Put the lines of the records below into a JSON list of strings, one string per line, and leave out any blank lines.

------------------------

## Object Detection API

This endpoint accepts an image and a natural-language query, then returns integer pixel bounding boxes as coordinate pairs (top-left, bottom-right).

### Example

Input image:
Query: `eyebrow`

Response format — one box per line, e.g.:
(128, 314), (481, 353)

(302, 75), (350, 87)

------------------------

* Output for this exercise
[
  "## Object Detection API",
  "This endpoint accepts an image and a natural-language query, then returns integer pixel bounding boxes as coordinate pairs (top-left, bottom-right).",
  "### Example",
  "Input image:",
  "Query: `eyebrow`",
  "Response format — one box per line, e.g.:",
  "(128, 314), (481, 353)",
  "(302, 75), (350, 87)"
]